ABOUT THIS TASK: Copy the lines verbatim, beginning with the line that contains "Target: dark bollard" and continuing through the end of the data, and only those lines.

SUPPLIED MATERIAL:
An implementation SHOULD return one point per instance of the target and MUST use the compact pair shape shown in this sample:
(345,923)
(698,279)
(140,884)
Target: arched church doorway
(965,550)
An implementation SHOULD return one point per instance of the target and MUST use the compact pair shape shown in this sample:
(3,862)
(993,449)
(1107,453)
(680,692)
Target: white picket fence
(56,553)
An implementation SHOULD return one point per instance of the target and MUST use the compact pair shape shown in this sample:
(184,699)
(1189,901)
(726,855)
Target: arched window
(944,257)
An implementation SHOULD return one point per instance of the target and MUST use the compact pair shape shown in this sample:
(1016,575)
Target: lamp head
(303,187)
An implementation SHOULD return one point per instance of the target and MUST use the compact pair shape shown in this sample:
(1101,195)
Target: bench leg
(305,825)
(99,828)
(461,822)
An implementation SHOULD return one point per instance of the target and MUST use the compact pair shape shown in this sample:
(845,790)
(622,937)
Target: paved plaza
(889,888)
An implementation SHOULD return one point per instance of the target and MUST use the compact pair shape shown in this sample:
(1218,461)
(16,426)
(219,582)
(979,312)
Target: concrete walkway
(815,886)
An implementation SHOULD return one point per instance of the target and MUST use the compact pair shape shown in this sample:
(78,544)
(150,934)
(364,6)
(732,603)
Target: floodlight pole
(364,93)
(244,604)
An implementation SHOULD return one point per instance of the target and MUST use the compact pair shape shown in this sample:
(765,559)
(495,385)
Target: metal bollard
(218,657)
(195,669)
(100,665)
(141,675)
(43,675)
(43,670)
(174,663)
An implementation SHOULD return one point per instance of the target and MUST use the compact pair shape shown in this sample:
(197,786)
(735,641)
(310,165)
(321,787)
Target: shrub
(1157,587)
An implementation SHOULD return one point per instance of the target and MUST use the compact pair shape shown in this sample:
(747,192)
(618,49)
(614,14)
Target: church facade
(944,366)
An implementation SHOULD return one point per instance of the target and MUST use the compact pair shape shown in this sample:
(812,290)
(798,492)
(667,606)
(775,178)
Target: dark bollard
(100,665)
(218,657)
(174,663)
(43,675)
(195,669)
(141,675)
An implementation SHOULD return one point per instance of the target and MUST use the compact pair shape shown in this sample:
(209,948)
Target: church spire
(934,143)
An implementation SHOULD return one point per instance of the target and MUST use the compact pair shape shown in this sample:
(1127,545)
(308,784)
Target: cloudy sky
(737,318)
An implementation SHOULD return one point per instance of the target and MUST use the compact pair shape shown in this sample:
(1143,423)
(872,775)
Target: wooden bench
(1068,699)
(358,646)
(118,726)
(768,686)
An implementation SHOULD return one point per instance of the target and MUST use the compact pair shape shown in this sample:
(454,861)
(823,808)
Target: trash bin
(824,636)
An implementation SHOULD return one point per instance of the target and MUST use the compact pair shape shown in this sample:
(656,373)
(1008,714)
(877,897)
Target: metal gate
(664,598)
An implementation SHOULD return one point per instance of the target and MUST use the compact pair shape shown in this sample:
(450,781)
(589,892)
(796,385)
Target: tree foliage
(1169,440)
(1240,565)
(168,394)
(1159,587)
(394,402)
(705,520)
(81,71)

WRITTEN ANSWER:
Target: dark bollard
(100,665)
(218,657)
(174,663)
(43,675)
(195,669)
(141,675)
An implementation SHOULD return one point per instance of the target and MUST use the compact pair shape shown in this sample:
(209,948)
Target: church spire
(934,143)
An implementation SHOULD return one point per instance of the target and MUST use the compact pair shape shown in this sample:
(1127,545)
(308,784)
Target: cloudy sky
(737,318)
An implementation SHOULD return one point per instance of the target and MUST use the compact pair shape shown in this sample:
(1143,423)
(872,775)
Target: wooden bench
(1068,699)
(358,646)
(118,726)
(768,686)
An implementation SHOULD return one point per instance of the target and MUST use the compact pair shape shown in this sample:
(454,861)
(823,808)
Target: trash bin
(824,636)
An implementation SHOULD return one point per instance of the target and MUST use the compact pair shape shown in this sample:
(656,373)
(1008,714)
(877,897)
Target: metal gate
(664,598)
An implementation SHOULD return one point per instance of the target and MUST use the compact pair shape shown in this sample:
(450,781)
(589,892)
(796,385)
Target: tree foliage
(1169,440)
(1240,565)
(168,394)
(1159,587)
(394,402)
(705,520)
(81,71)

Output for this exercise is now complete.